Excerpts from point annotation data
-- start --

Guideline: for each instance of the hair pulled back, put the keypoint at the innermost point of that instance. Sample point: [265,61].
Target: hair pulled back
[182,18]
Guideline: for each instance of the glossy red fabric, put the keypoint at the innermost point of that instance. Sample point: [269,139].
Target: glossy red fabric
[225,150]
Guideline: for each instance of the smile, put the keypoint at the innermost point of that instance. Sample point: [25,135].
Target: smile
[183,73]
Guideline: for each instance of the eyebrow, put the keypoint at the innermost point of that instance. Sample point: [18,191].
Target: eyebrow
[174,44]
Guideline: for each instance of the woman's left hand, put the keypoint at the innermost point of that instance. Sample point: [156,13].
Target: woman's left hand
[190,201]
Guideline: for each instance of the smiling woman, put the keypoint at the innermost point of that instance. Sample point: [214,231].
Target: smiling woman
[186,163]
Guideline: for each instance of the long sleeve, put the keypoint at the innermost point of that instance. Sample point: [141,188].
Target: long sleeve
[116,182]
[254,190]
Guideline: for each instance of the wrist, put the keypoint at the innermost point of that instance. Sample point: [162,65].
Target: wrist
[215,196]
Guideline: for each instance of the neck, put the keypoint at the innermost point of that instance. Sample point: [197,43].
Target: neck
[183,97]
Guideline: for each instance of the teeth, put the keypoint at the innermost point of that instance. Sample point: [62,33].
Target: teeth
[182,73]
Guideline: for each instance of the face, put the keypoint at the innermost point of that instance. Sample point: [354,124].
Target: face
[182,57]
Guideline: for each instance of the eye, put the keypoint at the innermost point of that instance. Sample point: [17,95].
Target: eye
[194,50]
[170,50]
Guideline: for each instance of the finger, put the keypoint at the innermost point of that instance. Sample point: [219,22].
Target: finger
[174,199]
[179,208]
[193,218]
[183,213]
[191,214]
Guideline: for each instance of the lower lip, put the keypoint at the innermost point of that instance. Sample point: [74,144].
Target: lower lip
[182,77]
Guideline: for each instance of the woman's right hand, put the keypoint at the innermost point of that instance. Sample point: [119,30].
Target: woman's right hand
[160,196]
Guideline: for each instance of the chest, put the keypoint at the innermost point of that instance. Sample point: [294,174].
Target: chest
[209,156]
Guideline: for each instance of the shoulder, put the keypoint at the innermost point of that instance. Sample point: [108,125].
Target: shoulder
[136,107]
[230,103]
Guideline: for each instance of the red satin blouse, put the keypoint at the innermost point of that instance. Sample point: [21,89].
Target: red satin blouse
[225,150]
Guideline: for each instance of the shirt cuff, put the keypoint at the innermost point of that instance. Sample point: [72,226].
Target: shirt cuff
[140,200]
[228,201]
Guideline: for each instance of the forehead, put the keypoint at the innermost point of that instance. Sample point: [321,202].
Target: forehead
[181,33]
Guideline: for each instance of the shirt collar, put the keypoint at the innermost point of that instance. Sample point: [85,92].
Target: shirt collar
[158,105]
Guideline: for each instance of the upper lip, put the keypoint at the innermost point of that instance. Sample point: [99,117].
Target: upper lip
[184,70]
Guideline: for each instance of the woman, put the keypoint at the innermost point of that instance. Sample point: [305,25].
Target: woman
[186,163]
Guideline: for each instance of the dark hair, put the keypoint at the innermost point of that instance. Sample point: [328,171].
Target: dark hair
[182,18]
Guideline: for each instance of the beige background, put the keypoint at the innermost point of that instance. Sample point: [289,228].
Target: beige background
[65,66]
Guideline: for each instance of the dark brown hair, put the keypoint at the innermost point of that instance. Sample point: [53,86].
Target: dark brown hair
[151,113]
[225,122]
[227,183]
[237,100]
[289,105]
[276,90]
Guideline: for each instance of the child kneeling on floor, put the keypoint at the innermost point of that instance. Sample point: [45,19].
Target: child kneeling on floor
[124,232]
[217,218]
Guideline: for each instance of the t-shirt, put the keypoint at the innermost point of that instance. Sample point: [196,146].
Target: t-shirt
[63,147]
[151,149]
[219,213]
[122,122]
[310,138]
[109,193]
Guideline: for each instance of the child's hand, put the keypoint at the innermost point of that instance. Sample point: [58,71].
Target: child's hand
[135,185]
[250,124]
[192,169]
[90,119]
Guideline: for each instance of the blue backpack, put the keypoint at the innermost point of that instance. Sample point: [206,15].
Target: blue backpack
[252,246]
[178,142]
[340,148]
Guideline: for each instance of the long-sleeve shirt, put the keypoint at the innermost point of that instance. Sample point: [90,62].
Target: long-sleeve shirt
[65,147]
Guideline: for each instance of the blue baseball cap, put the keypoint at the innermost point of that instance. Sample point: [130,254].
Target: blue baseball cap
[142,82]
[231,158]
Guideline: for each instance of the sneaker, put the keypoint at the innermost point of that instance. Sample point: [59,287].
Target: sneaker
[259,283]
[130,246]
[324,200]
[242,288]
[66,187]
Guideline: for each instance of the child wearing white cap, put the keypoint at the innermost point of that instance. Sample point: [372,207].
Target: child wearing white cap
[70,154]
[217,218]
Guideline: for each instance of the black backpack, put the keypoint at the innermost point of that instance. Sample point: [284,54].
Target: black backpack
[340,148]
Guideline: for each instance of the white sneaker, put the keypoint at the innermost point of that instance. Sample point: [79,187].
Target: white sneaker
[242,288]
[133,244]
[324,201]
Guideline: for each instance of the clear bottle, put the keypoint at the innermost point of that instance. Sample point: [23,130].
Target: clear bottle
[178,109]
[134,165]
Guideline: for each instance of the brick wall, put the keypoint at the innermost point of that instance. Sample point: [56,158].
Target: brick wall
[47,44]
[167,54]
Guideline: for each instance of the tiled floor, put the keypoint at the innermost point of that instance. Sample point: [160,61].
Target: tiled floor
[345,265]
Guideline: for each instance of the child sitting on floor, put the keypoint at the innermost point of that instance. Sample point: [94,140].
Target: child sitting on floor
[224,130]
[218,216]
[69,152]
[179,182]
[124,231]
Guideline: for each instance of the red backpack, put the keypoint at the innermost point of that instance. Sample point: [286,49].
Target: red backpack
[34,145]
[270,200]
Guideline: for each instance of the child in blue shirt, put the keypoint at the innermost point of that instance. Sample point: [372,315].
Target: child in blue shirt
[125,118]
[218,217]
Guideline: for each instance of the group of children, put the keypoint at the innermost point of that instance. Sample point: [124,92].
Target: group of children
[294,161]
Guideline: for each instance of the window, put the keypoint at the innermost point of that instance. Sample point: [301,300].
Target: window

-- end --

**What is being asked:** Copy out, word for word, the lines above from the one containing "Guideline: for each instance of the window, put" through the end of the data, including both ends.

**Task response:**
Guideline: for each instance of the window, put the keypoint at the innermost point of that instance. Sample point: [301,300].
Target: window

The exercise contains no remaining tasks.